_WRITTEN TASK A:_
Answer these questions using the text on iterated exponentiation to base √2 below, one answer per line, marked the same way:
(i) What limit does the exponentiation iteration reach when it starts at x_0 = 1.1?
(ii) What happens to the exponentiation iteration when it starts at x_0 = 5.3?
(iii) What limit does the logarithm iteration reach when it starts at x_0 = 5.3?
_WRITTEN TASK B:_ Write the next part of the text on iterated exponentiation to base √2 below, starting after its last line.

Begin again with the problem of iterated exponentiation to base $b=\sqrt2$. If you start with some value smaller than $x_0 \lt 4$ you arrive at $x_\infty=t_0=2$:

$ \quad \qquad \displaystyle x_0=1.1 \\ \quad \qquad x_k = b ^{x_{k-1}} \qquad \qquad \text{ where } b=\sqrt 2\\ \quad \qquad \lim_{k \to \infty} x_{k+1}=x_k=t_0=2 $

so we might call $t_0=2$ a "fixpoint" of that iterated operation, and because from all initial values (in a certain interval) it arrives at the same fixpoint, we call it an "attracting" fixpoint.

For instance

$ \quad \qquad \displaystyle x_0=5.3 \\ \quad \qquad x_k = b ^{x_{k-1}} \\ \quad \qquad \lim_{k \to \infty} x_{k+1}= \infty $

begins outside that interval and the iteration diverges to $\infty$

But if some value is a fixpoint for an operation, then it should also be the fixpoint of the reverse operation, thus we might look at

$ \quad \qquad \displaystyle x_0=1.1 \\ \quad \qquad x_k = \log_b (x_{k-1}) \qquad \qquad \text{where} \log_b(\cdot) = \log(\cdot)/ \log(b) \text{ and } b=\sqrt2\\ \quad \qquad \lim_{k \to \infty} x_{k+1} =x_k= t_{-1} \qquad \qquad \text{ (=some complex value) } $

But now if you begin at $x_0=5.3$ then we find convergence

$ \quad \qquad \displaystyle x_0=5.3 \\ \quad \qquad x_k = \log_b (x_{k-1}) \\ \quad \qquad \lim_{k \to \infty} x_{k+1} =x_k= t_1 = 4 $
$\qquad \qquad $ (and the same for any value $2 \lt x_0 \le 4$)

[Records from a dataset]
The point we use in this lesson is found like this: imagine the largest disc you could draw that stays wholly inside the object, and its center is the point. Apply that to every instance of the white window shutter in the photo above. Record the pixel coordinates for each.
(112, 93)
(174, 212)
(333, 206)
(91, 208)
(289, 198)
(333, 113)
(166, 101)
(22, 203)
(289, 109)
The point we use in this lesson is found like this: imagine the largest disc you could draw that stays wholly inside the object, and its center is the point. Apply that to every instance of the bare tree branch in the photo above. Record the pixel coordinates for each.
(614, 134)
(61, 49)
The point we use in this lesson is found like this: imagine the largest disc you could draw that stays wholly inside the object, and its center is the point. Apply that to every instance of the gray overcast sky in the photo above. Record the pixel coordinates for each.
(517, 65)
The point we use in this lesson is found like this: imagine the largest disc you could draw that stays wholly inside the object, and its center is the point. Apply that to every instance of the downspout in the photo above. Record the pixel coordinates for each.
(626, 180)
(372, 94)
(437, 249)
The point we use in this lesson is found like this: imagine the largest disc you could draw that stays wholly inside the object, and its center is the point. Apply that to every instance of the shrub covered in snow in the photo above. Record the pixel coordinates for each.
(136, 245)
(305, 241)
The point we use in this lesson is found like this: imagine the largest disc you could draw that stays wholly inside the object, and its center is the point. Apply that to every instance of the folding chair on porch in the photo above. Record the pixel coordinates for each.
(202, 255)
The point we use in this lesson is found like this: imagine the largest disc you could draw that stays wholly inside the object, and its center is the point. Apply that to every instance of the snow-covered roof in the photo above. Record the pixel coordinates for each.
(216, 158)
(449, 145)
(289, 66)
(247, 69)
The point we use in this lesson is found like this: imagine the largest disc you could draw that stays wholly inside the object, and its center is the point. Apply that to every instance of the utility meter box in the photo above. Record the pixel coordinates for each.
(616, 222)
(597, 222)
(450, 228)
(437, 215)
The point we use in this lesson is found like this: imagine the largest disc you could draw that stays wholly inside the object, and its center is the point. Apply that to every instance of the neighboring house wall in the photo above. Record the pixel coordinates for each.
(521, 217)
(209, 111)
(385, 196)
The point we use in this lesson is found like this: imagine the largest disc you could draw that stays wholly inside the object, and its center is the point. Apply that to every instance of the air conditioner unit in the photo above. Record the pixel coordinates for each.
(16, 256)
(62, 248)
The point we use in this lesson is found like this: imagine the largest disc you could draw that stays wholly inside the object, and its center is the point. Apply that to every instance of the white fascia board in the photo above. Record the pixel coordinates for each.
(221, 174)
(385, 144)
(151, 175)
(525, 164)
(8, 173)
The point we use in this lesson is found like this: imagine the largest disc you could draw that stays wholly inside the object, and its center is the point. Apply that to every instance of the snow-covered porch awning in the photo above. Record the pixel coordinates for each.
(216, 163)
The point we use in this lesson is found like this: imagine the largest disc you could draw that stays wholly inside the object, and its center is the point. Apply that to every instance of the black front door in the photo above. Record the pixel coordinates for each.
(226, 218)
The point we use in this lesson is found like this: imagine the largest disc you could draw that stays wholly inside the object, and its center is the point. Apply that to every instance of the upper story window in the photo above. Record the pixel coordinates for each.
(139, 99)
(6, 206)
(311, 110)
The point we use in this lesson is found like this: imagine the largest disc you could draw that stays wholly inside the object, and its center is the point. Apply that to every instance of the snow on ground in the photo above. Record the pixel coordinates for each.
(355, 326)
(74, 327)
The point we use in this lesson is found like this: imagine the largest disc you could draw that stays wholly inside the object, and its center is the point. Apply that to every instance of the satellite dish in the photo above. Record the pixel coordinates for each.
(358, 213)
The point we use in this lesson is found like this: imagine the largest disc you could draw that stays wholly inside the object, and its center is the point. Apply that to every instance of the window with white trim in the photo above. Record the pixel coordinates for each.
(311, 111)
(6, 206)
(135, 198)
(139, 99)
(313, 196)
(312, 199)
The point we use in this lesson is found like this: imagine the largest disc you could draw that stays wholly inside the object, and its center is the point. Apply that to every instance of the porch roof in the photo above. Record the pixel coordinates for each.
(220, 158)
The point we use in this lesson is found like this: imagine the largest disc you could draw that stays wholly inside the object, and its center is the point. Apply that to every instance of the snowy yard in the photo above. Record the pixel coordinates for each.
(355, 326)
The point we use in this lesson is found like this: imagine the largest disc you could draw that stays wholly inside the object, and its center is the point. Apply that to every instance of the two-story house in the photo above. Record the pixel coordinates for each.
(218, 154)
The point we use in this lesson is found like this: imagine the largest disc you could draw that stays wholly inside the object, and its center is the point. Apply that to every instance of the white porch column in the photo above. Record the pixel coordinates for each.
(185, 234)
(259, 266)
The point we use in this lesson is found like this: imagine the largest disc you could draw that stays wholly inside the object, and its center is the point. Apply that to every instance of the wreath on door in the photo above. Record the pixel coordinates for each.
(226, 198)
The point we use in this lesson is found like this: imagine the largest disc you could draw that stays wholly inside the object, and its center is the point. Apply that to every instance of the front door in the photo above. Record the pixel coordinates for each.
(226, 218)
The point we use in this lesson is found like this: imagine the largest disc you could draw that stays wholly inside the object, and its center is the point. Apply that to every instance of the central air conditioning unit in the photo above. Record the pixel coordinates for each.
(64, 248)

_TASK ANSWER A:_
(i) It reaches t_0 = 2.
(ii) It diverges to infinity.
(iii) It converges to t_1 = 4.

_TASK ANSWER B:_
which is obviously "attracting" for the reverse operation in an interval in which the original operation has a divergent trajectory.

If in a third view we modify $x_0$ only the slightly least bit around $t_1$ then the original operation runs away from $4$, and so we might introduce the name "$t_1=4$ is a repelling fixpoint".

The same can now be applied to your other base where you find $b= 3^{1/3}$ . You can insert the exact value $x_0=3$ as initial value and shall find that it is a fixpoint. However it is a repelling one: if you let $x_0 = 3-\epsilon$ then the original operation iterates to the attracting fixpoint which is a bit larger than 2 and if you apply the reverse operation you'll find the repelling fixpoint $t_1 = 3$ which is what you wanted.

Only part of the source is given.